WHAT TO DO | Copy out every line below, from the one containing "of the shirt" through the end of the items. Keep the text lines unchanged, and shift each coordinate pair by adding 55 to both of its numbers.

RECORDS SHOWN |

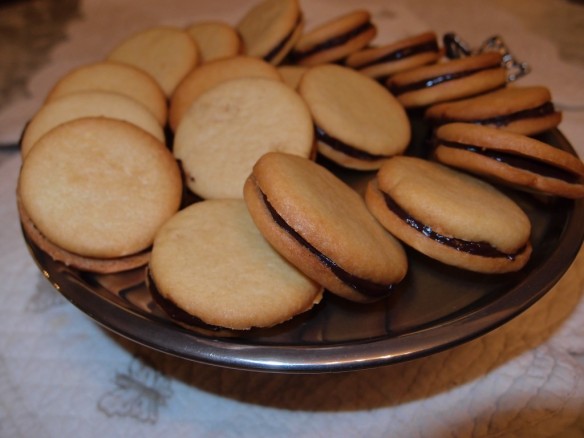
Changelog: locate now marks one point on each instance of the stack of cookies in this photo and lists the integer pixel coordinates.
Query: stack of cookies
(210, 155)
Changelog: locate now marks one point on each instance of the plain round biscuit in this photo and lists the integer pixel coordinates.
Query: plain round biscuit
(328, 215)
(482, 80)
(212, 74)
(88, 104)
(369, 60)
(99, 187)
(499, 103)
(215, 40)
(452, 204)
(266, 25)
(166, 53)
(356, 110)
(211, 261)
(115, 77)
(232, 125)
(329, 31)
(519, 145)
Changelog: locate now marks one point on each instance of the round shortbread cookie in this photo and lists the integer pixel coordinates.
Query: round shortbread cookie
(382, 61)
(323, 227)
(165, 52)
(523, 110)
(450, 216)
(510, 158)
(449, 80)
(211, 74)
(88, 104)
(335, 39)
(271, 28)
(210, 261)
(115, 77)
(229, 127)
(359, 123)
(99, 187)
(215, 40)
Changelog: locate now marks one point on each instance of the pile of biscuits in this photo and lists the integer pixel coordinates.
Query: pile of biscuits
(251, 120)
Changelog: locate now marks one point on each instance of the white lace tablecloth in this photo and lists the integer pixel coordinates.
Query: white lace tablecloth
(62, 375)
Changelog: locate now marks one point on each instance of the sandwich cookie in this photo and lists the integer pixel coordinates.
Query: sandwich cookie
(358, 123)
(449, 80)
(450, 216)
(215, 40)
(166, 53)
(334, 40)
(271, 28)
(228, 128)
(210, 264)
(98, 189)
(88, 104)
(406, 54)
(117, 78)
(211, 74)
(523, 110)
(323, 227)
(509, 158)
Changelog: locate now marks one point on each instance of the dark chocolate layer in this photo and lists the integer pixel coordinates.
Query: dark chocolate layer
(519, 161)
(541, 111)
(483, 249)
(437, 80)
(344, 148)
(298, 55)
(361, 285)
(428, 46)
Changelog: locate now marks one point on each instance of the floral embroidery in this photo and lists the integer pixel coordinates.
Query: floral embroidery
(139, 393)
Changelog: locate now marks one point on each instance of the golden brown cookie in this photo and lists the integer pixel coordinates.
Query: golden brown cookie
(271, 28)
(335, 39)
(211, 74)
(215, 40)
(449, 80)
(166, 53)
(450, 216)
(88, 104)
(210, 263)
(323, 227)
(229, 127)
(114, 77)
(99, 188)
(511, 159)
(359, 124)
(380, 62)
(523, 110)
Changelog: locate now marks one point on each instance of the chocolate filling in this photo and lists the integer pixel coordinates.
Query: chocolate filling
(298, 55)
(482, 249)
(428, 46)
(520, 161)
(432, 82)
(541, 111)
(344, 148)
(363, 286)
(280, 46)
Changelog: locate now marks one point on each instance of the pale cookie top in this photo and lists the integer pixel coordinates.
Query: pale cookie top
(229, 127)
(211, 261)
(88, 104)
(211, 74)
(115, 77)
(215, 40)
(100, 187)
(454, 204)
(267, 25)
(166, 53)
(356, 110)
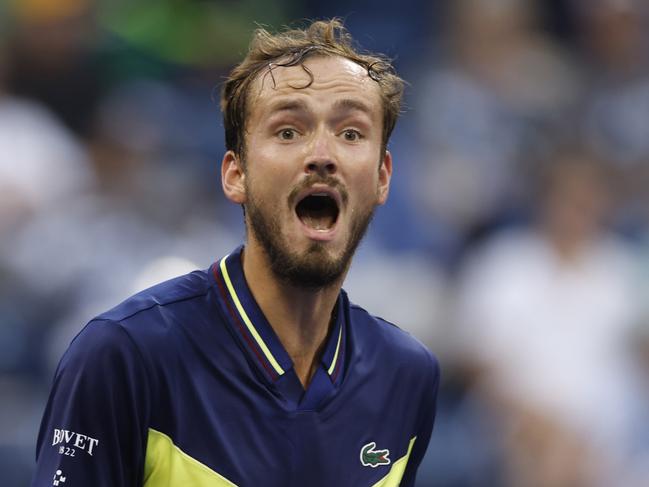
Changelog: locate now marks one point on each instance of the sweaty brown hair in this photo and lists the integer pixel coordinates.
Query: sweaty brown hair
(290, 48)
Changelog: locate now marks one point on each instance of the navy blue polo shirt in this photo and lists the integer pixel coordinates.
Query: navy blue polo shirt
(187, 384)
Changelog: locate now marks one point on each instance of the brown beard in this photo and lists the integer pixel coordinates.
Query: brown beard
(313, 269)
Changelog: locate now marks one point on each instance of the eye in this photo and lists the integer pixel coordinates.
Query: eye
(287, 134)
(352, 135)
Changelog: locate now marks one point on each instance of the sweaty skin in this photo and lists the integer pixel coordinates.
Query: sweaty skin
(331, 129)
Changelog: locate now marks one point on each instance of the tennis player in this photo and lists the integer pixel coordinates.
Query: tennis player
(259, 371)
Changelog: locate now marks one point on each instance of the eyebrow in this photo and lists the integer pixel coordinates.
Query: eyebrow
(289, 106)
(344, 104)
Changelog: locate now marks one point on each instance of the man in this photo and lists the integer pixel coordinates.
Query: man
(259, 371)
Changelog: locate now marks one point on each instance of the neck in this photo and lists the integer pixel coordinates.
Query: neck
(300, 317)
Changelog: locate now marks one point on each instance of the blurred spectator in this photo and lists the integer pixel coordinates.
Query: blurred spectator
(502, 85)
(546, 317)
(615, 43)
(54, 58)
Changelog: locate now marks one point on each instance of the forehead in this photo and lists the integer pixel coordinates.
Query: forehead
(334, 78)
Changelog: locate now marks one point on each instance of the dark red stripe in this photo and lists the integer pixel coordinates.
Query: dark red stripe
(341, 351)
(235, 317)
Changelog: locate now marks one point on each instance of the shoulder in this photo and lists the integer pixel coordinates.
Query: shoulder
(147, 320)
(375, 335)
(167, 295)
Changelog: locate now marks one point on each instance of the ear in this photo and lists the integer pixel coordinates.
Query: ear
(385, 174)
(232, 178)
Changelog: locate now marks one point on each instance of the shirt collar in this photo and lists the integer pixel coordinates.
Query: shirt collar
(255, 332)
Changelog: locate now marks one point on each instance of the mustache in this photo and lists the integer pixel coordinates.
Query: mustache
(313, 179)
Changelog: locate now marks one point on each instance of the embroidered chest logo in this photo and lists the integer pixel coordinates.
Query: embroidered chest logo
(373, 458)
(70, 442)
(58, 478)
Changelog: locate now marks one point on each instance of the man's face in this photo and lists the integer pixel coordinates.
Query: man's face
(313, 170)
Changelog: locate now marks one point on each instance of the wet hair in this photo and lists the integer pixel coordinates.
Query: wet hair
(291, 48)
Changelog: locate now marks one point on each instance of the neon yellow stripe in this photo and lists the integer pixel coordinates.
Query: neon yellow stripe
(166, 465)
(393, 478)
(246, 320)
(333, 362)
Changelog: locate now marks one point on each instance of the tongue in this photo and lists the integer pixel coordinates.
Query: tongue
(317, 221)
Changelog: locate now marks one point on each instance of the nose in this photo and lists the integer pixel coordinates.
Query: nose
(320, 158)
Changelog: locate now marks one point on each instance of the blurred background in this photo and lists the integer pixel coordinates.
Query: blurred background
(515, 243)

WRITTEN REPLY |
Changelog: locate now marks one point on each instance of the shirt collar in this photo and lists the integer pixel coordinates.
Query: shirt collar
(310, 387)
Changelog: locate now marks one point on each instance of the mustache in this photo and lists the integer pixel coordinates.
Query: mustache
(368, 234)
Changelog: locate now marks one point on each instance of the embroidered chest logo in this photo and lists the integer pixel coordinates.
Query: embroidered chest logo
(428, 513)
(125, 497)
(113, 533)
Changelog: locate now marks one point on each instance of the man's face in this photo and lists the integer pixel coordinates.
Query: man's face
(368, 225)
Changelog: locate now marks one point on each instance of the wet hair in this photo and lists the integer pixel coordinates.
Query: wet hair
(346, 103)
Changelog: locate now marks one point on each instance of the neon yellow stripe in this photo and lists the integer pixel coordinates.
Query: neon yellow stripe
(221, 520)
(448, 533)
(301, 375)
(388, 417)
Changelog: locate now marks one point on each instance of the tongue in this photo and lists the integer pixel coordinates.
Query: tongue
(372, 276)
Changelog: locate now marks one point on each instance of the nose in this photo and lists the integer pixel coordinates.
Query: nose
(375, 213)
Changelog: locate now marks one point on each instance of the blurred background in this photo and lists the integer pixel coordinates.
Query: blurred background
(570, 298)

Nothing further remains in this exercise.